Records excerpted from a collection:
-- Opening Marker --
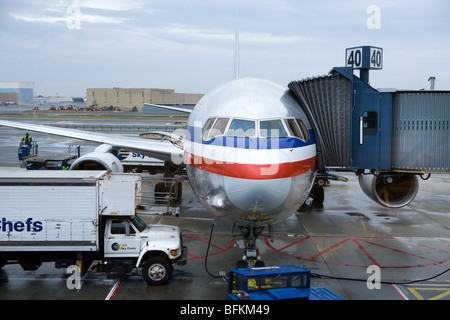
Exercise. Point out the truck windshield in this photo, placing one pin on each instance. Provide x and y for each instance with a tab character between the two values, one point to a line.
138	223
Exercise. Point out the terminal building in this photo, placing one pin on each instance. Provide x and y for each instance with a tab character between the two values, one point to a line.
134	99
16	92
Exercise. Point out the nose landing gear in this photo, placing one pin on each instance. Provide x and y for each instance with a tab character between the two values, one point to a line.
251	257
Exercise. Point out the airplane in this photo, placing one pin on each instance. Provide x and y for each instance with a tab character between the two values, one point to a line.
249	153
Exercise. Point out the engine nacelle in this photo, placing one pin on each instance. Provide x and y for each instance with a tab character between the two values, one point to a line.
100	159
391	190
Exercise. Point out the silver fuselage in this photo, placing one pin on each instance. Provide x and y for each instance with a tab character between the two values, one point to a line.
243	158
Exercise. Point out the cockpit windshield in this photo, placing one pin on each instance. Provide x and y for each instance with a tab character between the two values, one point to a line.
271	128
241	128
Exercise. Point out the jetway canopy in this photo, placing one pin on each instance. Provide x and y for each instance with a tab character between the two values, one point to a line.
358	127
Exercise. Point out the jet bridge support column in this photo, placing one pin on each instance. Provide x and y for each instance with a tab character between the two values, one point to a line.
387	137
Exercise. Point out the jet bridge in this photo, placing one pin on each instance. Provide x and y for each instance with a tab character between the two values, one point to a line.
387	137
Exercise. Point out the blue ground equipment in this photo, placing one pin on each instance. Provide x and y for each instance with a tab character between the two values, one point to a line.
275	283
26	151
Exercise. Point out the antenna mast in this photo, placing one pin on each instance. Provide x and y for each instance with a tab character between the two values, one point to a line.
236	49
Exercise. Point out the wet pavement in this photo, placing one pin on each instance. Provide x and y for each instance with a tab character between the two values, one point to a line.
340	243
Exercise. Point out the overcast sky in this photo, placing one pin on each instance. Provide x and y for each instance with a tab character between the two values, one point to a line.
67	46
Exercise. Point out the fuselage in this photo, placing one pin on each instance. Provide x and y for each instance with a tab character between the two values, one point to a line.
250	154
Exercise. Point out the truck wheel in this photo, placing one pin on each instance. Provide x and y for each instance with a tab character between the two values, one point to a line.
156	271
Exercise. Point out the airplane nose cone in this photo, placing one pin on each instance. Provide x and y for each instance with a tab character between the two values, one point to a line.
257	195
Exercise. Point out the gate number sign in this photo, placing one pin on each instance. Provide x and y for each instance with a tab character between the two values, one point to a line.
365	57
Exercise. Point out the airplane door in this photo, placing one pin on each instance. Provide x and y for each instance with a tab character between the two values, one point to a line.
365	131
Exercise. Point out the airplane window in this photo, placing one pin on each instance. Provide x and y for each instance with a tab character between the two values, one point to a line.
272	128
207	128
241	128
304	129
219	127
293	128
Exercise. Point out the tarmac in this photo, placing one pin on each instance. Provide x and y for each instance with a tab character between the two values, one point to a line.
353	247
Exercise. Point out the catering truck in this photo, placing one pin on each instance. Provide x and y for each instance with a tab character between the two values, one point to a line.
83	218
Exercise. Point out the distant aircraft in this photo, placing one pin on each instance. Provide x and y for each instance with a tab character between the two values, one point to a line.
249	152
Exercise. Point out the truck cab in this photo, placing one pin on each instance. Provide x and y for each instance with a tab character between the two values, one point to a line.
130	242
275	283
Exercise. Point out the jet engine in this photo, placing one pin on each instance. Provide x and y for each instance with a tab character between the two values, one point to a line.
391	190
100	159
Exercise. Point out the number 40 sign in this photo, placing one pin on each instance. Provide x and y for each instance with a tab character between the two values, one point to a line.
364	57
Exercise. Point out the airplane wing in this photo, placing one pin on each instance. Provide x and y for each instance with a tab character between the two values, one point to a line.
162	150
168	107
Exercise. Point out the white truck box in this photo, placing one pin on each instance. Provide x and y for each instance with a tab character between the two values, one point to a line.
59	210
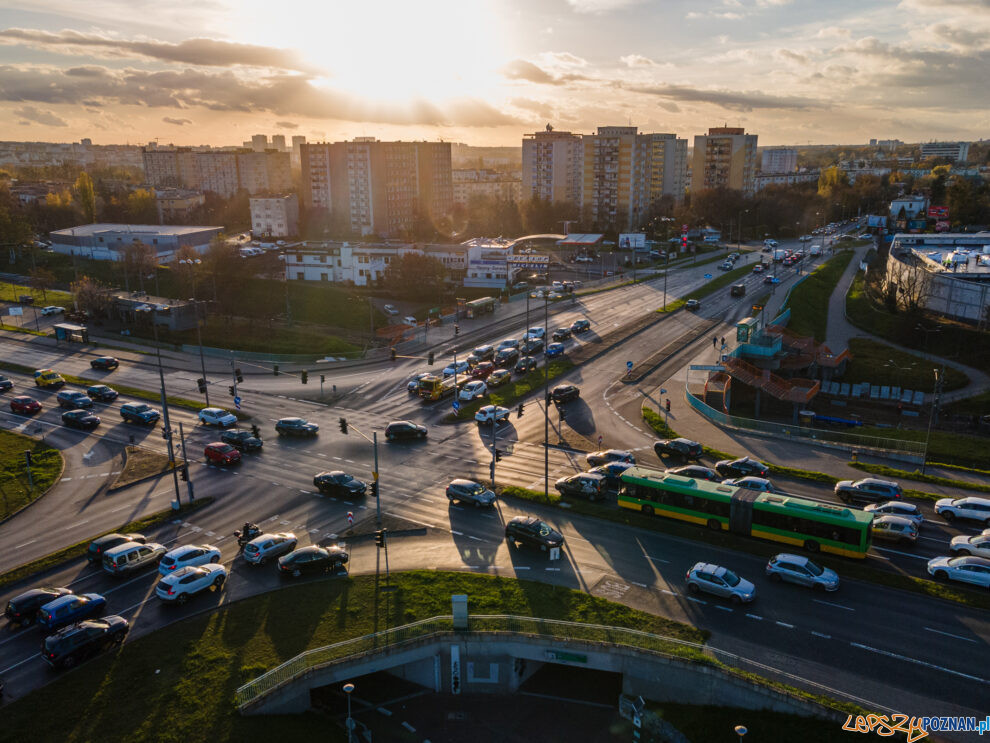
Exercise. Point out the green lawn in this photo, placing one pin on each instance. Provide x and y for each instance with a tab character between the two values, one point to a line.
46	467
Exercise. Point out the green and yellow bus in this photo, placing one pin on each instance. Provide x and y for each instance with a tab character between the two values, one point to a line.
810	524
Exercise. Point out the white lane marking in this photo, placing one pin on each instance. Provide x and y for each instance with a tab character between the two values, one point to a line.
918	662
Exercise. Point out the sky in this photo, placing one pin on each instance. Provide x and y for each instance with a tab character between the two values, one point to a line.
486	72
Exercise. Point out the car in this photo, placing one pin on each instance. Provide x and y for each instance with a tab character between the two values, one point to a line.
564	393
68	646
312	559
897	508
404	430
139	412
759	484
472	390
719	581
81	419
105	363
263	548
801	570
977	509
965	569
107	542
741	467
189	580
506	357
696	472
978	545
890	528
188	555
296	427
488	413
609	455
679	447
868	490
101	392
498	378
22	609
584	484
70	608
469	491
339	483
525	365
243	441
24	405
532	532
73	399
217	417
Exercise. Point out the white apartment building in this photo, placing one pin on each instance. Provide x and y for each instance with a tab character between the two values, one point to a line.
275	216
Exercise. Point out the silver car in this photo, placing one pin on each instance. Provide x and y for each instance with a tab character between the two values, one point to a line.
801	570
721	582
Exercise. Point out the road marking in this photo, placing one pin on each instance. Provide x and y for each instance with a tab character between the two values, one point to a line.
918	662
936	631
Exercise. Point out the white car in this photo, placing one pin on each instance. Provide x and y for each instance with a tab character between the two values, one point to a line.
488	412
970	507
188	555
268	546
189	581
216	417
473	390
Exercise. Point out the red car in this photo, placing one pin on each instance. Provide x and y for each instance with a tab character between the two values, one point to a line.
-- Closing Marker --
TASK REQUIREMENTS:
If a record contains a picture, leave the picture out; repeat the record itself exactly.

SOLVED PROBLEM:
Exercise. Point out the truck windshield in this photo, placing one pin on each instance. Provide x and y for each instance with a tab character between the two values, one point to a line.
138	223
Exercise. Point out the terminal building in this photo, placing one pin on each instance. Provide x and y for each instance with a tab character between the two values, one point to a line.
134	99
16	92
Exercise. Point out the nose landing gear in this photo, placing one pin on each instance. Provide x and y for each instance with a tab character between the two values, one point to a line.
251	257
Exercise. Point out the airplane in this photo, placing one pin on each instance. Provide x and y for each instance with a tab character between the two values, one point to a line.
249	153
Exercise. Point out the engine nacelle in this photo, placing one pin on each instance. Provide x and y for each instance with a tab character between the two values, one point to a line.
100	159
391	190
Exercise. Point out the silver fuselage in this photo, placing one pin on each instance. Provide x and y for each instance with a tab character between the two values, one point to a line.
243	158
Exercise. Point out the cockpit windshield in this photo, placing one pin on each instance. Provide x and y for each instance with a tab character between the two values, one point to a line.
271	128
241	128
Exercise. Point out the jetway canopy in this photo, placing one pin on each instance. Provide x and y for each instance with a tab character between the two values, one point to a line.
358	127
Exercise. Point out the jet bridge support column in this photo, placing one pin on each instance. Provide x and y for each instance with a tab character between the two values, one point to a line.
387	137
Exercise. Point out the jet bridge in this photo, placing one pin on each instance. Provide x and y for each instance with a tab character between the two values, one point to a line.
387	137
Exercise. Point out the blue ground equipment in this photo, placing one pin on each instance. Provide x and y for each instance with a tab character between the two values, one point to a line.
275	283
26	151
Exercise. Point out the antenna mast in this photo, placing one pin on each instance. Provide x and y for each instance with a tab character between the two values, one point to a line.
236	49
Exercise. Point out the wet pavement in this photo, placing one pin on each instance. Provide x and y for each instance with a tab character between the two values, one point to a line.
340	243
Exercise. Point out the overcast sky in this photo, placing one pin on each instance. Provide x and y for each instance with a tab character between the two values, one point to a line.
67	46
Exercise. Point out the fuselage in this photo, placing one pin on each instance. Provide x and y for each instance with a tab character between the two values, one point to a line.
250	154
Exercise. Point out the truck wheel in this photo, placing one pin on each instance. Provide x and y for each instance with a tab character between the two values, one point to a line.
156	271
Exercise. Point out the airplane nose cone in this photo, placing one pin on each instance. Provide x and y for each instance with a tab character between the two values, one point to a line.
257	195
Exercise. Point out the gate number sign in this photo, placing one pin on each instance. Provide x and y for each instance with a tab character between the two values, one point to a line.
365	57
Exercise. Point out the airplane door in this photo, placing one pin on each instance. Provide x and y for each instance with a tab character between the two values, one point to a line.
365	131
Exercise. Point out the airplane window in this photo, placing one pin on each instance. Provide x and y for each instance with a tab character between the two values, one point to a line.
272	128
207	128
241	128
304	129
219	127
293	128
Exercise. Point out the tarmac in this photo, placing one pin on each instance. Provide x and y for each instance with a tab character between the two values, one point to a line.
353	247
Exercise. Point out the catering truck in this photo, placing one pin on each instance. Provide x and y for each instance with a tab character between the two values, one point to a line.
83	218
Exercise. Point out the distant aircraft in this photo, placing one pin on each instance. Provide x and y for each instance with a tab character between the two values, one point to a line.
249	152
Exercise. Point out the truck cab in this photo, placing one pin on each instance. Provide x and y for each instance with a tab character between the two values, one point to a line.
130	242
275	283
Exercise. Point out the jet engine in this photo, placing one pin on each instance. Provide x and y for each instance with a tab character between the two values, one point to a line.
391	190
100	159
Exercise. Point out the number 40 sign in this photo, placing one pin on each instance. Provide x and y for each instance with a tab character between the two values, one point to a line.
364	57
Exercise. Point out the airplane wing in this photo, placing one pin on each instance. Provide x and y for each instance with a tab character between the two values, one point to a line.
162	150
168	107
Exercise. Point out the white truck box in this photo, placing one pin on each instance. Provide x and y for each instance with a tab character between the two values, one point to a line.
59	210
Exercise. Point out the green lawn in this photo, placing one pin on each instance. Provide x and y for each instance with a tab character between the two values, one point to a line.
46	467
Exercise. Point out the green and yellow bus in this photo, placing one pin on each instance. Provide x and y for each instance with a tab character between the two values, one point to a line.
810	524
Exercise. Point out the white lane marking in this photo, placing one pin on each instance. Provide x and y for each instance with a tab character between the two values, one point to a line.
918	662
Exercise. Point out the sky in this photo, placing one pin on each instance. Provide x and y for each instance with a tab character between the two values, one point to a line.
486	72
Exercise. Point out the car in this photo, placing one pin on each instance. Provide x and y for each instance with a tab character between the two values, one point to a line.
564	393
68	646
312	559
897	508
404	430
139	412
759	484
472	390
719	581
81	419
105	363
263	548
801	570
977	509
965	569
107	542
741	467
189	580
506	357
696	472
978	545
890	528
188	555
296	427
488	413
609	455
679	447
868	490
101	392
498	378
22	609
584	484
70	608
469	491
339	483
525	365
243	441
24	405
532	532
73	399
217	417
Exercise. Point out the white apartment building in this photo, placing one pin on each instance. Provide x and y for each instance with a tab character between the two values, one point to a line.
275	216
Exercise. Point out the silver car in this photo, placing one pin on each instance. Provide x and y for each instance with a tab character between the two values, one point to a line.
801	570
721	582
Exercise. Point out the road marking in this photo, placing one pin on each instance. Provide x and y for each instance with a tab character between the two values, one point to a line.
918	662
936	631
Exercise. Point out the white car in this photo, placing one pin on each instance. Provide x and y for each instance with a tab character between the two values, one point to a line.
488	412
970	507
188	555
268	546
189	581
216	417
473	390
Exercise. Point out the red car in this photo, placing one pin on each instance. Provide x and y for each instance with a tab character between the two values, one point to a line.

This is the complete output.